Your answer must be the records below, reproduced exactly.

____

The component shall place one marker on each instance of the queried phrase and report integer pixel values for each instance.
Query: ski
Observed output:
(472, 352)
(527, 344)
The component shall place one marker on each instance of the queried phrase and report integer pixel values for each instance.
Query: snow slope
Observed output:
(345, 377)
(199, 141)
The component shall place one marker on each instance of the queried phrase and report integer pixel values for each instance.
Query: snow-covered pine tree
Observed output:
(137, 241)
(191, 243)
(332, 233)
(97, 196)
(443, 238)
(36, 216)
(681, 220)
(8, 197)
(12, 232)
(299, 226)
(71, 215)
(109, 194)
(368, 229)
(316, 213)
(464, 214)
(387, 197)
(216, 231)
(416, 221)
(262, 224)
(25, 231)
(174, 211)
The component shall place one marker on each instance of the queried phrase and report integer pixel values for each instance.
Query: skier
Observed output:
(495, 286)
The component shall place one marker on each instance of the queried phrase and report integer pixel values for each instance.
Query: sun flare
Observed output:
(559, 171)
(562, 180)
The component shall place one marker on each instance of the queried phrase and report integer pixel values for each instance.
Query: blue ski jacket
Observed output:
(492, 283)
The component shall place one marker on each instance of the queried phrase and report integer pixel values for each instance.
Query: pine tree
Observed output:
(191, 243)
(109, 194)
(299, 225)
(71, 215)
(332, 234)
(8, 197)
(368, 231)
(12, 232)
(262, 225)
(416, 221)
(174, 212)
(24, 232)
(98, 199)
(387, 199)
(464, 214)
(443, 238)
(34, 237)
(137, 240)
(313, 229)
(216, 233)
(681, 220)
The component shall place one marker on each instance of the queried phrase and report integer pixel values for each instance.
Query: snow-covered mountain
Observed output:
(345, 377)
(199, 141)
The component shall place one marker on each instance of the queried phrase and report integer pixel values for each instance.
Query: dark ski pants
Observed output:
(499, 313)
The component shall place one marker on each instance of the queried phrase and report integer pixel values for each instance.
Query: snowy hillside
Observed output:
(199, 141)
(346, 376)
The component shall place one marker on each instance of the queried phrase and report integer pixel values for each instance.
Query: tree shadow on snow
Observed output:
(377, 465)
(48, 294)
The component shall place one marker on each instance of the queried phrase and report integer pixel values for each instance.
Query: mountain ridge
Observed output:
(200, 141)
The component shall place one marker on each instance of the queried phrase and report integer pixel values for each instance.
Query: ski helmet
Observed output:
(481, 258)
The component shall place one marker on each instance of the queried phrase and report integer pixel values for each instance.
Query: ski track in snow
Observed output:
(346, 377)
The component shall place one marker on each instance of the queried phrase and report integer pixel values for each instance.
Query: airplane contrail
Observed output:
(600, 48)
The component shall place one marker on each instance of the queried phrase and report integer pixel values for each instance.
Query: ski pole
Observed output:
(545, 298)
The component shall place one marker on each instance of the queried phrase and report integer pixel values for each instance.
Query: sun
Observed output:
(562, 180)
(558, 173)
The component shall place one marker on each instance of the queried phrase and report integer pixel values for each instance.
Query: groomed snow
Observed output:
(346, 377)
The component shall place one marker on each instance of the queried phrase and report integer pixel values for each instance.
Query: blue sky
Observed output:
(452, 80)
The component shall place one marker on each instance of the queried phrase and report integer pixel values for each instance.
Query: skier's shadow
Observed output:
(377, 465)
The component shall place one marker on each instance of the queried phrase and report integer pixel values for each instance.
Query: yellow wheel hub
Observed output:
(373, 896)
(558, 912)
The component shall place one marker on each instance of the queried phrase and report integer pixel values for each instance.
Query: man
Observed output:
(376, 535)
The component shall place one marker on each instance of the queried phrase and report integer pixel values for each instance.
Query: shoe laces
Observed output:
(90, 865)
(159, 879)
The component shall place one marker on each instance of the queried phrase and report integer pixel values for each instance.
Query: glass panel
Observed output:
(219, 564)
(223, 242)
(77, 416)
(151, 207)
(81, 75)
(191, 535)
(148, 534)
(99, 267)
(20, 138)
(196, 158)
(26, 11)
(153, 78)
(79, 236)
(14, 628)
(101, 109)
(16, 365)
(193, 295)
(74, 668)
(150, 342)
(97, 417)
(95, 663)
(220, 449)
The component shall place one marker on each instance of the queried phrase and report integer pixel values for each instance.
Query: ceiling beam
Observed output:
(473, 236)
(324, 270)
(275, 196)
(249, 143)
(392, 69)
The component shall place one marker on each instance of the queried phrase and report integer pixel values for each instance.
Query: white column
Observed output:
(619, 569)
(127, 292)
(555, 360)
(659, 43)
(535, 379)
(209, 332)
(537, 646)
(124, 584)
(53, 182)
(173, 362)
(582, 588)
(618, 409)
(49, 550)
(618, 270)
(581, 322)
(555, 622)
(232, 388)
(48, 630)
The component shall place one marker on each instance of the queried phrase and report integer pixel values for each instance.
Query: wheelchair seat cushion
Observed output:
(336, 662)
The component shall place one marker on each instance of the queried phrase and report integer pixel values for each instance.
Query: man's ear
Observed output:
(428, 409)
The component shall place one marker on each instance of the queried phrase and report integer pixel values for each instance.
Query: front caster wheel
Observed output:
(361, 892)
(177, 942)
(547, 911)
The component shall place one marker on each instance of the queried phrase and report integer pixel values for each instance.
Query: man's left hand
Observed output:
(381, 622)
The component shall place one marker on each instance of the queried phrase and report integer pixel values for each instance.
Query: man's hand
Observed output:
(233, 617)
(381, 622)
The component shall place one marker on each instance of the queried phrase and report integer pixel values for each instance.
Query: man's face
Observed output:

____

Reply >>
The component shall place one marker on each instance of the queried phrase and report integer pixel values for each instance.
Query: ski
Observed output:
(472, 352)
(527, 344)
The component shall place one marker on each instance of the queried phrase and report integer pixel values for each instance.
Query: snow slope
Observed output:
(345, 377)
(199, 141)
The component shall place one marker on each instance of the queried phrase and report integer pixel values for each instance.
Query: snow-covered pine tree
Observed output:
(137, 241)
(191, 243)
(332, 233)
(97, 196)
(443, 238)
(36, 216)
(681, 220)
(8, 197)
(12, 232)
(299, 226)
(71, 215)
(109, 194)
(368, 229)
(316, 213)
(464, 214)
(387, 197)
(216, 231)
(416, 221)
(262, 224)
(25, 231)
(174, 211)
The component shall place one marker on each instance of the queried phrase and report integer pixel values for each instance.
Query: skier
Observed output:
(495, 286)
The component shall place one marker on each instance of the queried phrase and report integer pixel values for each instance.
Query: sun flare
Observed output:
(559, 171)
(562, 180)
The component shall place one marker on each instance of the queried phrase and report integer pixel values for each instance.
Query: blue ski jacket
Observed output:
(492, 283)
The component shall place one marker on each instance of the queried phrase and report integer pixel values for each instance.
Query: pine tree
Observed output:
(191, 243)
(109, 194)
(299, 225)
(71, 215)
(332, 234)
(8, 197)
(368, 231)
(12, 232)
(262, 225)
(416, 221)
(174, 212)
(24, 232)
(98, 199)
(387, 199)
(464, 214)
(443, 238)
(34, 237)
(137, 240)
(313, 229)
(216, 233)
(681, 220)
The component shall place one marker on each instance of the queried phrase and report integer pixel values for each instance.
Query: snow-covered mountain
Observed output:
(345, 377)
(199, 141)
The component shall place one marker on each instance of the queried phrase and report integer pixel values for each instance.
Query: dark ski pants
Observed output:
(499, 313)
The component shall place one marker on each instance of the queried phrase and report integer pixel values for each instance.
Query: snowy hillside
Observed output:
(199, 141)
(346, 376)
The component shall place one marker on each instance of the queried phrase and report integer pixel values for each instance.
Query: tree shadow on snow
Observed output:
(377, 465)
(48, 294)
The component shall place one marker on each instance of the queried phrase and report integer pixel values for each instance.
Query: mountain ridge
Observed output:
(200, 141)
The component shall place one marker on each instance of the queried phrase and report integer pixel values for each instance.
Query: ski helmet
Observed output:
(481, 258)
The component shall place one marker on each instance of the queried phrase and report integer pixel values for each instance.
Query: ski track in snow
Observed output:
(346, 377)
The component shall place one marker on each instance of the queried phrase and report integer pixel values for each instance.
Query: airplane contrail
Observed output:
(600, 48)
The component shall place one marker on each instance of the queried phrase and report integer pixel values for each instance.
Query: ski pole
Observed output:
(545, 298)
The component shall place one marker on each instance of the queried phrase and report integer pixel values for each instance.
Query: sun
Observed output:
(562, 180)
(558, 173)
The component shall place one marker on each instance of the queried phrase and report integer pixel values for each instance.
Query: groomed snow
Observed output:
(346, 377)
The component shall place one marker on each instance of the queried phrase and report integer pixel values for each instance.
Query: blue sky
Observed output:
(452, 80)
The component shall place one marker on each instance of the queried phrase and report integer pixel values for each instance.
Query: skier's shadow
Observed output:
(377, 465)
The component shall place one marker on each instance of the queried phrase and report integer pixel values for each instance.
Query: yellow wheel hub
Observed output:
(373, 896)
(558, 912)
The component shall place one marker on each instance of the queried phrase and report integer pixel values for each instance.
Query: man
Observed output:
(376, 535)
The component shall place one marker on each instance of the queried phrase and report integer pixel values for each instance.
Query: shoe laces
Observed output:
(90, 865)
(159, 879)
The component shall place one marker on each instance of the queried phrase and report integer pixel values for each instance.
Query: glass panel
Observed output:
(219, 564)
(223, 242)
(77, 416)
(151, 207)
(81, 75)
(191, 535)
(148, 534)
(99, 267)
(20, 138)
(196, 158)
(26, 11)
(153, 78)
(79, 236)
(14, 628)
(101, 109)
(16, 365)
(193, 295)
(74, 668)
(150, 342)
(97, 417)
(95, 663)
(220, 449)
The component shall place one marker on each instance of the queried phrase and report integer pixel values for each instance.
Query: ceiling beam
Observed output:
(473, 236)
(324, 270)
(275, 196)
(249, 143)
(392, 69)
The component shall place one marker on each instance of the queried phrase and report integer pixel values for each instance.
Query: white column
Observed output:
(619, 569)
(127, 292)
(555, 360)
(659, 43)
(535, 379)
(209, 332)
(537, 646)
(124, 584)
(53, 182)
(173, 362)
(582, 588)
(618, 409)
(49, 550)
(618, 270)
(581, 322)
(555, 622)
(232, 388)
(48, 630)
The component shall place one marker on each instance of the queried phrase and report integer pixel values for each instance.
Query: wheelchair seat cushion
Observed output:
(336, 662)
The component shall place one marker on each instance of the queried phrase and report integer pixel values for each instance.
Query: man's ear
Observed output:
(428, 409)
The component shall place one marker on each instance of the queried phrase and report integer pixel values for each instance.
Query: front caster wheel
Observed output:
(361, 892)
(177, 942)
(547, 911)
The component shall place one marker on each instance of the queried phrase and report integer pixel values for each instance.
Query: man's left hand
Observed output:
(381, 622)
The component shall place one marker on each instance of the queried phrase and report integer pixel values for each instance.
Query: man's hand
Observed output:
(233, 617)
(381, 622)
The component shall place one marker on each instance of the queried phrase and report integer pixel values for each instance.
Query: man's face
Observed output:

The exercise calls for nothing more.